→ **INFORMATION PROVIDED**:
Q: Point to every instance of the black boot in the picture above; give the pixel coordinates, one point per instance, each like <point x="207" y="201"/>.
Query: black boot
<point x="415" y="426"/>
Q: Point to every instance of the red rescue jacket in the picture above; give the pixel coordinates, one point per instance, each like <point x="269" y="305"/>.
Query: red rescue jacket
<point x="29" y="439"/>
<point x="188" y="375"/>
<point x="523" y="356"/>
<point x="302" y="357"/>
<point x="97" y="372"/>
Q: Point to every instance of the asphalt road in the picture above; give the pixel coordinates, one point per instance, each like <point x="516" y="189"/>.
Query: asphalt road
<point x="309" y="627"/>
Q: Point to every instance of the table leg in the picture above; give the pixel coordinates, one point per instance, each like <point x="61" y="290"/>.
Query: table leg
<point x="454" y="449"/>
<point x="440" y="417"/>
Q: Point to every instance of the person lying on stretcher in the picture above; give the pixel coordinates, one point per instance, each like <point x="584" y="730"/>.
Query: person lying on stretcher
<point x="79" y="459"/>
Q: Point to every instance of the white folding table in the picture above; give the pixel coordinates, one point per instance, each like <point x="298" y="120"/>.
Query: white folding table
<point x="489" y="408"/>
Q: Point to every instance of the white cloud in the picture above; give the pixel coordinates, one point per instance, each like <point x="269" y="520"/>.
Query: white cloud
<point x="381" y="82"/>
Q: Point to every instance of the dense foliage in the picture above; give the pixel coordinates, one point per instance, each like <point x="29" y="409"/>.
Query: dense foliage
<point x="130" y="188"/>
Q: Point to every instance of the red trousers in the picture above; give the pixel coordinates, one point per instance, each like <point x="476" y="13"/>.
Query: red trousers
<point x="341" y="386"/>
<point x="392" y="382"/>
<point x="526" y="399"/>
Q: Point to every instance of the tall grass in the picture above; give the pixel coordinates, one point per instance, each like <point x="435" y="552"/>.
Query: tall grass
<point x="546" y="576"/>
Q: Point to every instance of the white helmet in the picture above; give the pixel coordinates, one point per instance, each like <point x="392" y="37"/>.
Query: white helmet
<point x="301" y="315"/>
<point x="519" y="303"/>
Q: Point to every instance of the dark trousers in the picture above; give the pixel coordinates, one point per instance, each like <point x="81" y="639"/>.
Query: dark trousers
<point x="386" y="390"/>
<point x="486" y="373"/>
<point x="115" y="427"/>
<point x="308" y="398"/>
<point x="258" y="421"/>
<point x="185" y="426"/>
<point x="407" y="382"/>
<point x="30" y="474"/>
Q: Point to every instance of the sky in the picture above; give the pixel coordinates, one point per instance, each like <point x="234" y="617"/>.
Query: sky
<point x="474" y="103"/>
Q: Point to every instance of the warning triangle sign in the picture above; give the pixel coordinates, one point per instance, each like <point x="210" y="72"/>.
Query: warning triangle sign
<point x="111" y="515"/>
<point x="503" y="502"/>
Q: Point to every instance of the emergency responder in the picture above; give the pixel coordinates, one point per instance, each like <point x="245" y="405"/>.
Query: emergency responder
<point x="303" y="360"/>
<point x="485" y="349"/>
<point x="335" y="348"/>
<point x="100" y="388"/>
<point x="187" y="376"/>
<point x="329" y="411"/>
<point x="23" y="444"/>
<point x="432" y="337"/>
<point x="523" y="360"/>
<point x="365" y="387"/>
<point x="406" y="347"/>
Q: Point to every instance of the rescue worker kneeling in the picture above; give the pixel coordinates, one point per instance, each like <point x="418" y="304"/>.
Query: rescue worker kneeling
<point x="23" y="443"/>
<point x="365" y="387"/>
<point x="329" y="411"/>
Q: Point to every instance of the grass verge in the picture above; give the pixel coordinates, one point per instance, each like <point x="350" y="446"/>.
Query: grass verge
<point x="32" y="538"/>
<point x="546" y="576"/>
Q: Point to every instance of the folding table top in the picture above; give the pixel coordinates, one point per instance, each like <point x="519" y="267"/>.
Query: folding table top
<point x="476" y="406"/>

→ **DO THIS**: Reproduce the listing above, changing every occurrence of "black boot" to "dark leather boot" and leaving all other text unchanged.

→ **EXERCISE RESULT**:
Q: Point to every instance of the dark leather boot in the picture above; give the pixel coordinates, one point per instance, each like <point x="207" y="201"/>.
Query: dark leather boot
<point x="415" y="426"/>
Q: Point to every instance of the red rescue jacket in the picture above; give the pixel coordinates, one point per instance, each like <point x="269" y="305"/>.
Query: red rescue jacket
<point x="29" y="439"/>
<point x="188" y="375"/>
<point x="523" y="356"/>
<point x="302" y="357"/>
<point x="97" y="372"/>
Q: Point to every instance of the asphalt road in the picture above; give the pixel coordinates, one point per instance, each like <point x="516" y="189"/>.
Query: asphalt road
<point x="309" y="627"/>
Q: Point to every instance of the table leg in the picture above; give the pixel coordinates, one point per instance, each like <point x="61" y="290"/>.
Query: table leg
<point x="454" y="449"/>
<point x="440" y="417"/>
Q: Point to every instance of the person lying on stretcher in the picture above; give the pixel coordinates, one point per instance, each like <point x="584" y="730"/>.
Query: person lying on stretcher
<point x="79" y="459"/>
Q: Point to every instance of the white folding table in the picture above; give the pixel coordinates, one point per instance, each like <point x="298" y="120"/>.
Query: white folding table
<point x="489" y="408"/>
Q: Point to every instance of the white cloud in the picture above; give the pixel coordinates, one point per instance, each like <point x="269" y="520"/>.
Query: white cloud
<point x="381" y="82"/>
Q: Point to every instance of the dense foliage in the picture above; give the pixel coordinates, one point per instance, each like <point x="29" y="409"/>.
Query: dense foliage
<point x="130" y="188"/>
Q: Point to every instance of the red trousers in the picture above; give the pixel coordinates, one point per instance, each like <point x="476" y="13"/>.
Query: red trousers
<point x="341" y="386"/>
<point x="392" y="382"/>
<point x="526" y="399"/>
Q: Point to every instance of the tall grass in the picture above; give the pixel coordinates, one point per instance, each like <point x="435" y="552"/>.
Query: tall grass
<point x="546" y="576"/>
Q: Point to every instance of the white helmet in the picture above; give the pixel coordinates, one point per instance, each like <point x="392" y="37"/>.
Query: white helmet
<point x="301" y="315"/>
<point x="519" y="303"/>
Q: Point to every instance of the dark trousers in the picture above; give the pixel coordinates, one point per instance, each like <point x="81" y="639"/>.
Query: dark trousers
<point x="386" y="390"/>
<point x="486" y="373"/>
<point x="115" y="427"/>
<point x="308" y="398"/>
<point x="258" y="421"/>
<point x="185" y="426"/>
<point x="407" y="382"/>
<point x="30" y="474"/>
Q: Point to every instance of the sky in the picture above; give the pixel coordinates, one point per instance, each like <point x="234" y="617"/>.
Query: sky
<point x="474" y="103"/>
Q: Point to every instance of the warning triangle sign in the picture above; give the pixel coordinates, one point per instance, each like <point x="210" y="72"/>.
Query: warning triangle sign
<point x="111" y="515"/>
<point x="503" y="502"/>
Q: Point to every instance of the emergency responder in the picture above; give the pixel coordinates, one point per instance, each like <point x="245" y="405"/>.
Query: emergency responder
<point x="303" y="360"/>
<point x="485" y="349"/>
<point x="335" y="348"/>
<point x="100" y="388"/>
<point x="187" y="376"/>
<point x="329" y="411"/>
<point x="23" y="444"/>
<point x="432" y="337"/>
<point x="523" y="360"/>
<point x="365" y="387"/>
<point x="406" y="347"/>
Q: Point to every instance of the rescue worker kneeling in the picture above; give the pixel coordinates, one point per instance, each like <point x="418" y="304"/>.
Query: rescue worker kneeling
<point x="23" y="443"/>
<point x="365" y="387"/>
<point x="329" y="411"/>
Q: Point to every instance of the grass verge in the picture above; give the pixel coordinates, one point per instance, each like <point x="350" y="446"/>.
Query: grass verge
<point x="32" y="538"/>
<point x="546" y="576"/>
Q: Point to every instance of the folding table top in the picture above; give the pixel coordinates, one point per instance, each like <point x="519" y="267"/>.
Query: folding table top
<point x="476" y="406"/>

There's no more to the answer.